- **Problem**: From the entries below, list each line with "house".

*** Given entries Section Begins ***

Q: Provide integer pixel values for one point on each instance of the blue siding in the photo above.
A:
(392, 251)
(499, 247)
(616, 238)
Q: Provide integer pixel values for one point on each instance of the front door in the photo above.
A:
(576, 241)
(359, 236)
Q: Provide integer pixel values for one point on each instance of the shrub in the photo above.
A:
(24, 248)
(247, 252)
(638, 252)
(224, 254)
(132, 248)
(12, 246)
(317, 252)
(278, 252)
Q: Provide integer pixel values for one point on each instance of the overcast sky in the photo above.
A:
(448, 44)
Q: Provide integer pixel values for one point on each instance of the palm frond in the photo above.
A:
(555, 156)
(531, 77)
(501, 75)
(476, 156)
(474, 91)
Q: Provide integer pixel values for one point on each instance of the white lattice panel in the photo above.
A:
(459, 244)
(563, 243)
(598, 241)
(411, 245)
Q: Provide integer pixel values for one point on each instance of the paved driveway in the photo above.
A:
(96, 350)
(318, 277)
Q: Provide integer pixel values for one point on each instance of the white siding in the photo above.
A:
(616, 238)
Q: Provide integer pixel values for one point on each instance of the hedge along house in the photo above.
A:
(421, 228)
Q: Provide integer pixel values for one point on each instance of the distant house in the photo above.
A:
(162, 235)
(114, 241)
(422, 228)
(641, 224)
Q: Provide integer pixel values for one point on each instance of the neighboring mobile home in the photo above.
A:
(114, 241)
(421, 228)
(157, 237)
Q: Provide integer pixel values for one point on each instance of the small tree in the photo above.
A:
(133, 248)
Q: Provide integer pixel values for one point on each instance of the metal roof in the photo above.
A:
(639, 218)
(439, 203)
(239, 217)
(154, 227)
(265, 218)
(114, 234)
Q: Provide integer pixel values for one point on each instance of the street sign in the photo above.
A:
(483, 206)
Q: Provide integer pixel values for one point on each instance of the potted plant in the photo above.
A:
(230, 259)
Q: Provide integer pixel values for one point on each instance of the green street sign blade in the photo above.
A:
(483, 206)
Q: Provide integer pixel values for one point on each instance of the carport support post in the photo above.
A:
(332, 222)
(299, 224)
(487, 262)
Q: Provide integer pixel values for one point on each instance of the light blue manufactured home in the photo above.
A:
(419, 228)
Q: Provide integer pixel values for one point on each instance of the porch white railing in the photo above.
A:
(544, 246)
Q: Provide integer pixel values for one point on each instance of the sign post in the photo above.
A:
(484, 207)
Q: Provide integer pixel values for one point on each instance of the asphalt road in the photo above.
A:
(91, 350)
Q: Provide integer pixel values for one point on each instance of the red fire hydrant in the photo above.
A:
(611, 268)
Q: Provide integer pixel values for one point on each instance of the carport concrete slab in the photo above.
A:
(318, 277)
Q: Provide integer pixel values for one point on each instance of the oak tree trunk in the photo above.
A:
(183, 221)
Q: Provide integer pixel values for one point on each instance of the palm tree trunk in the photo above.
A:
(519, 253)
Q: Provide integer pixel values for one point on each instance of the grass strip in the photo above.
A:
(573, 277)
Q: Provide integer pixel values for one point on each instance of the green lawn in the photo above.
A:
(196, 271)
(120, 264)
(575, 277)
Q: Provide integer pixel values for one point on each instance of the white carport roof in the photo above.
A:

*** Given entries Section Ends ***

- **Written response**:
Q: Provide integer pixel values for one point on each instance of the hedge along house in the photo above.
Q: Provide integer pixel values for one point on each instance of the distant house in the photo above.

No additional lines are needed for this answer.